Listed records >>
◇ ◇ ◇

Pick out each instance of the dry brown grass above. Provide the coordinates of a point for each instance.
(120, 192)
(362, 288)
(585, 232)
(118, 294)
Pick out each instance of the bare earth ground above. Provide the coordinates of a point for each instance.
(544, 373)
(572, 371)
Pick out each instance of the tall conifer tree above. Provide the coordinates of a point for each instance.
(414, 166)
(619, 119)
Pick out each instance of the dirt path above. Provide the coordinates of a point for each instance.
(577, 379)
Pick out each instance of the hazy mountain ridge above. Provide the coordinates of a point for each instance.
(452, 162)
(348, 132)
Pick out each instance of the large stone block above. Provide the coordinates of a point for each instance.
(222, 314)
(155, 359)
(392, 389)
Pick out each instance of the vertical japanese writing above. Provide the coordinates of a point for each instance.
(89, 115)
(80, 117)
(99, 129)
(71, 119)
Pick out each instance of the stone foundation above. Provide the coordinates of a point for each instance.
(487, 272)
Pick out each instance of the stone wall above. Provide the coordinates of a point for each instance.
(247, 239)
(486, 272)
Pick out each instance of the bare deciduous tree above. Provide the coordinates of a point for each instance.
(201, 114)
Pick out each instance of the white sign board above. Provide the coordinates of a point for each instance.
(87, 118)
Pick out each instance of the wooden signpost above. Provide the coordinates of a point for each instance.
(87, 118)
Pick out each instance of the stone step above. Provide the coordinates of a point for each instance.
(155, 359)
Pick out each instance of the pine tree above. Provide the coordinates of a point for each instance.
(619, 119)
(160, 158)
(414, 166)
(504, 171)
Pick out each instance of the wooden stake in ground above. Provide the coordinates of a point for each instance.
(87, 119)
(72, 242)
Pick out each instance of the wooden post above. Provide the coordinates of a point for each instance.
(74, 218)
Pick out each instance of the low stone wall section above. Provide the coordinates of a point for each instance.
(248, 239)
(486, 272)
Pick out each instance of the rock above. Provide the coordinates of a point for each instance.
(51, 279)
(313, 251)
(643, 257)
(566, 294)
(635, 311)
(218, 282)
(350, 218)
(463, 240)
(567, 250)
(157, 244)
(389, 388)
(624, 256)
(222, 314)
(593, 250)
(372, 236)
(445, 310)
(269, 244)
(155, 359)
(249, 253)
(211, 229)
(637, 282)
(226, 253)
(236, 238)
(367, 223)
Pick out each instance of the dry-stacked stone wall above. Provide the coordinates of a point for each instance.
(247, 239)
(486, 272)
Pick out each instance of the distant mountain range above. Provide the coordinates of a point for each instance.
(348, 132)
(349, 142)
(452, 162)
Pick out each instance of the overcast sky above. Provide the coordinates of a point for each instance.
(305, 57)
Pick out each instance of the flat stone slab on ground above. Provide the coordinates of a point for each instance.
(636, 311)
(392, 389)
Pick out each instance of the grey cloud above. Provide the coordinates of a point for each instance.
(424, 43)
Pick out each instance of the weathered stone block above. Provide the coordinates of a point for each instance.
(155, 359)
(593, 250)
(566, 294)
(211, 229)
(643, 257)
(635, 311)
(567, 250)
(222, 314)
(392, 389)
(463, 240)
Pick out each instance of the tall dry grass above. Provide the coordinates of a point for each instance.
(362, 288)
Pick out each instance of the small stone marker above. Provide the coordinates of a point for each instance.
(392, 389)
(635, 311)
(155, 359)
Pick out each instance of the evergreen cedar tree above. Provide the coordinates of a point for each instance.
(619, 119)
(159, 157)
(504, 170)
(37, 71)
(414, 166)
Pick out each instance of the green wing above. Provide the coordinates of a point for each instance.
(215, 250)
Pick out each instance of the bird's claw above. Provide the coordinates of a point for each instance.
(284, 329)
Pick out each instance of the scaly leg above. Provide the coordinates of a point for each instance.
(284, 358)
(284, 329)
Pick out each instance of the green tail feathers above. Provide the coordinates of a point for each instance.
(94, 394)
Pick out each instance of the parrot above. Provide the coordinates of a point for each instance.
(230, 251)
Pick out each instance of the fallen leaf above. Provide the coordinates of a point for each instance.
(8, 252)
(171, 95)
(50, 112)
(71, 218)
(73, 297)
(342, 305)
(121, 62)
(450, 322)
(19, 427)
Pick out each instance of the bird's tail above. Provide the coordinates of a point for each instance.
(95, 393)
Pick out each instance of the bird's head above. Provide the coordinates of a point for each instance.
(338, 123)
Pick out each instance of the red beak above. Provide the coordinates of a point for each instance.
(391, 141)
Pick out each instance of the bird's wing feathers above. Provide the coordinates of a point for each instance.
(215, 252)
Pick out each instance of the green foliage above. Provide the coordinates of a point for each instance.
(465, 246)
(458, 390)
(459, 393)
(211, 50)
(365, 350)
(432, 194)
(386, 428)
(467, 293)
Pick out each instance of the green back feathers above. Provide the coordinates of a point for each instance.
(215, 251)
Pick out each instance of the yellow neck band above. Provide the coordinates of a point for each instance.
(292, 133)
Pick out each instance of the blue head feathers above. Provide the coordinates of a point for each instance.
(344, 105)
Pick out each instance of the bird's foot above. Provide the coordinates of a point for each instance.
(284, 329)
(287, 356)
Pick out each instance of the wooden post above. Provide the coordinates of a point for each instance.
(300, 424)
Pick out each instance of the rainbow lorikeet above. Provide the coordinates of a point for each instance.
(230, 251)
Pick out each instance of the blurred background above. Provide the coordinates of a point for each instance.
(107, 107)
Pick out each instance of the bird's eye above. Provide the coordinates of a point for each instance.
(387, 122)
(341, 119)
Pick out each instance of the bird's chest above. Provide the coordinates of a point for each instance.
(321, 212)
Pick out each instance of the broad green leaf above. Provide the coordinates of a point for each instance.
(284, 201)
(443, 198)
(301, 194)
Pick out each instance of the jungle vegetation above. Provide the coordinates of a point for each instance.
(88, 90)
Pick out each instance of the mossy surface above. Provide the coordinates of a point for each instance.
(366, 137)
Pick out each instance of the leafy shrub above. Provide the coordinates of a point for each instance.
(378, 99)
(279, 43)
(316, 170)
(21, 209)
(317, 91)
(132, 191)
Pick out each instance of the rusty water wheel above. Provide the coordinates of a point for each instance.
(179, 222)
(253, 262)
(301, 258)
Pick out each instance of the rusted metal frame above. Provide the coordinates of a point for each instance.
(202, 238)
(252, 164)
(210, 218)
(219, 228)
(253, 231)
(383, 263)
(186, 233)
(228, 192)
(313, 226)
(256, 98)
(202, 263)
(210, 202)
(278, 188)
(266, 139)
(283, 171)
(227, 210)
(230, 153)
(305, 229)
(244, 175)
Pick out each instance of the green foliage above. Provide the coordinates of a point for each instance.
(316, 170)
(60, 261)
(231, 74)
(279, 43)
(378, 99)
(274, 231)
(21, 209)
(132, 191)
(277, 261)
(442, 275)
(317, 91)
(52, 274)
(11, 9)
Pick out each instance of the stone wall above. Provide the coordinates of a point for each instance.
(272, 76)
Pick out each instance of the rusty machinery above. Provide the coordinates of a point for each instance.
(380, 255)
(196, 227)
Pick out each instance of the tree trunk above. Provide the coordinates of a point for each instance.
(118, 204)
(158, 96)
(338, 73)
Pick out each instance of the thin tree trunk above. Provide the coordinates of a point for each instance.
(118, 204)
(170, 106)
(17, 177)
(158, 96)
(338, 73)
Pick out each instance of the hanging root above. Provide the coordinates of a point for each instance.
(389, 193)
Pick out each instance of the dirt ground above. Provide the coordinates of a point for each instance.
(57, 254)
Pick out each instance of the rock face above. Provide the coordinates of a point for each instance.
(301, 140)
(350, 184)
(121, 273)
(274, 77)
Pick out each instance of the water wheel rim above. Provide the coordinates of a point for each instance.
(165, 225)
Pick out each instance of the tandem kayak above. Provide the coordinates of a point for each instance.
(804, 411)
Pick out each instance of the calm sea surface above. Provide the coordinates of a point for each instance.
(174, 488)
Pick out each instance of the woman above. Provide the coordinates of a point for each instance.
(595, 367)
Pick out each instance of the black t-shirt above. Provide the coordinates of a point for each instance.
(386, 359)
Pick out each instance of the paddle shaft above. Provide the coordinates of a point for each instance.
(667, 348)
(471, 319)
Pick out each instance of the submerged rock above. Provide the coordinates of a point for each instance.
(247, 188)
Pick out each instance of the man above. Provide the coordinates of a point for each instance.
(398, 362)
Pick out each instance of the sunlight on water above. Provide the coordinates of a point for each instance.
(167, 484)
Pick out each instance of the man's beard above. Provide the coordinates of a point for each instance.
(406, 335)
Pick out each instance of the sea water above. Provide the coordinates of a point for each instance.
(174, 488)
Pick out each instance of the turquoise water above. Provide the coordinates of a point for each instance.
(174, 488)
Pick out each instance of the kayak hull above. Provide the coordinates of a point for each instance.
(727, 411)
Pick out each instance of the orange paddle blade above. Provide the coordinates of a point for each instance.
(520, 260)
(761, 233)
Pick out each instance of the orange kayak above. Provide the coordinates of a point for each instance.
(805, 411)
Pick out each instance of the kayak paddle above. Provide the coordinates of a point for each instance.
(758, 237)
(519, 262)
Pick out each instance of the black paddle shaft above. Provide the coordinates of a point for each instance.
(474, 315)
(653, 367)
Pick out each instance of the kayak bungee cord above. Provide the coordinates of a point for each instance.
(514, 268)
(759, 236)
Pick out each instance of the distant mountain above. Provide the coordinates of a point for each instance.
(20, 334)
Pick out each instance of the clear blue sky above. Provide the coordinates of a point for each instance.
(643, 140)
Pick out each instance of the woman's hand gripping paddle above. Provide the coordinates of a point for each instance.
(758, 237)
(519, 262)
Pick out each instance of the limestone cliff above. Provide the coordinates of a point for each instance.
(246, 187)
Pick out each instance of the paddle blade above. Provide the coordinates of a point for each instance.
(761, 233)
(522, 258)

◇ ◇ ◇

Convert the items from the line containing "Pick out each instance of the orange kayak" through the end of the items into a JSON list of strings, one string per line, with blank lines left out.

[
  "Pick out each instance of the orange kayak above. Provide the coordinates of a point for each instance.",
  "(805, 411)",
  "Pick out each instance of the kayak paddle above. Provide the coordinates of a point for each instance.",
  "(758, 237)",
  "(519, 262)",
  "Pick out each instance of the black paddle shaft above. Provide the coordinates of a point for each instance.",
  "(474, 315)",
  "(653, 367)",
  "Pick out each instance of the kayak bungee cord above. Provide the coordinates of a point for each instance.",
  "(514, 268)",
  "(759, 236)",
  "Pick out each instance of the distant mountain above. Provide the coordinates of a point for each instance.",
  "(20, 334)",
  "Pick out each instance of the clear blue sky above. Provide the coordinates of a point for each instance.",
  "(643, 140)",
  "Pick out each instance of the woman's hand gripping paddle above. Provide the coordinates of a point for each instance.",
  "(758, 237)",
  "(519, 262)",
  "Pick out each instance of the limestone cliff above. Provide the coordinates of a point for each instance.",
  "(246, 187)",
  "Pick out each instance of the paddle blade above. Provide the coordinates of a point for each instance.",
  "(761, 233)",
  "(522, 258)"
]